• _Usando le informazioni_
1 > Nel testo sui migranti al confine, che cosa fanno gli agenti della dogana francese nel centro di accoglienza di Bardonecchia?
2 > Secondo il testo sui migranti al confine, in quale diga viene ritrovata Blessing?
3 > Cita dal testo sui migranti al confine il passo che va da «Già, sono francesi.» fino a «a parti rovesciate?» compreso.

• _Testo_
In Italia i «fragili» sbarcano immediatamente e vengono accuditi. Lo stesso riguardo non avrebbero mostrato gli illuminati transalpini. Che, anzi, non mancano di perseguire chi osa aiutare donne e minori in difficoltà. Come Benoit Ducos, un volontario già indagato per favoreggiamento all’immigrazione clandestina. Ha rischiato fino a cinque anni di carcere per aver aiutato una famiglia di migranti al confine. Anche in questo caso, quella donna è incinta. Al nono mese, addirittura. Sta per partorire. Ducos carica in macchina tutti: lei, il marito, i figli di due e quattro anni. Sulla strada per l’ospedale di Briançon, l’auto però viene fermata dalla polizia. Nonostante le urla per le contrazioni, i controlli durano un’ora. Fino a quando la madre non è soccorsa dai pompieri. Segue taglio cesareo d’urgenza. Va peggio a un’altra ragazza nigeriana: Blessing. Mentre cerca di scappare dai soliti gendarmi che pattugliano il confine, cade nel fiume Durance. La ritrovano tre giorni dopo, morta, nella diga di Prelles.
Già, sono francesi. Ma non disdegnano quei modi ruvidi da poliziottesco americano. Un’altra volta, gli agenti della dogana francese fanno irruzione nel centro di accoglienza di Bardonecchia. Scortano un giovane maliano, prelevato da un treno. Intimano ai volontari di fargli usare il bagno. E costringono il migrante alle analisi delle urine. La procura di Torino, a marzo 2018, apre un’inchiesta. È il primo braccio di ferro sui migranti, tra Roma e Parigi. Con la Francia che tenta maldestramente di giustificarsi, citando un fantomatico accordo del 1990. E la Farnesina che convoca l’ambasciatore, smentendo Parigi: «Regole violate, rapporti a rischio». Cosa vi ricorda, a parti rovesciate?

(Dati di localizzazione con un punto per istanza)
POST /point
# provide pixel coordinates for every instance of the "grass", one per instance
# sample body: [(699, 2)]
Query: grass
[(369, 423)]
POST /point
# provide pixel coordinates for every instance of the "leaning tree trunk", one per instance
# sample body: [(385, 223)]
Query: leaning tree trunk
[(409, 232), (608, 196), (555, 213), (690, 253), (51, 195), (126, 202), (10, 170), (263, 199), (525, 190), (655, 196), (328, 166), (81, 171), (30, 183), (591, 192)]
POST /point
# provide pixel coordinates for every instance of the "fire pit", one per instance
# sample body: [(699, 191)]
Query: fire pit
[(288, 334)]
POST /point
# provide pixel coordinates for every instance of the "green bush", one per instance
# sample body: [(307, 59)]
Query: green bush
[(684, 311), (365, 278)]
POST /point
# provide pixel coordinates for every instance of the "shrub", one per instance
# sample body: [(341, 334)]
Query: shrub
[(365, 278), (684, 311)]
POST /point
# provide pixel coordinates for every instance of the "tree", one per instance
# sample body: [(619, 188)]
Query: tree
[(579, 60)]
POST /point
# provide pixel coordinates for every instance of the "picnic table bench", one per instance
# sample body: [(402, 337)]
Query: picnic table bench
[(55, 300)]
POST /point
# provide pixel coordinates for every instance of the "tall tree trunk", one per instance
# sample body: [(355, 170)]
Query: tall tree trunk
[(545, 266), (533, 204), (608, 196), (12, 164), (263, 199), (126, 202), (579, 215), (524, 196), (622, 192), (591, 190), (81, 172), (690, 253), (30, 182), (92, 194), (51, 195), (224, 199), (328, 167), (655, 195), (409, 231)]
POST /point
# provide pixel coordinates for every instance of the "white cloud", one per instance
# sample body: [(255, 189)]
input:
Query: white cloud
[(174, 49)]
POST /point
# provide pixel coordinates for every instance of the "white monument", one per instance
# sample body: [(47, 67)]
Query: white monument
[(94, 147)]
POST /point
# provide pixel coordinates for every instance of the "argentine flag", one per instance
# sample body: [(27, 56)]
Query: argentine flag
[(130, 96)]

• _Le risposte_
1 >
- Fanno irruzione nel centro di accoglienza.
- Scortano un giovane maliano prelevato da un treno.
- Intimano ai volontari di fargli usare il bagno.
- Costringono il migrante alle analisi delle urine.

2 > Nella diga di Prelles.

3 >
Già, sono francesi. Ma non disdegnano quei modi ruvidi da poliziottesco americano. Un’altra volta, gli agenti della dogana francese fanno irruzione nel centro di accoglienza di Bardonecchia. Scortano un giovane maliano, prelevato da un treno. Intimano ai volontari di fargli usare il bagno. E costringono il migrante alle analisi delle urine. La procura di Torino, a marzo 2018, apre un’inchiesta. È il primo braccio di ferro sui migranti, tra Roma e Parigi. Con la Francia che tenta maldestramente di giustificarsi, citando un fantomatico accordo del 1990. E la Farnesina che convoca l’ambasciatore, smentendo Parigi: «Regole violate, rapporti a rischio». Cosa vi ricorda, a parti rovesciate?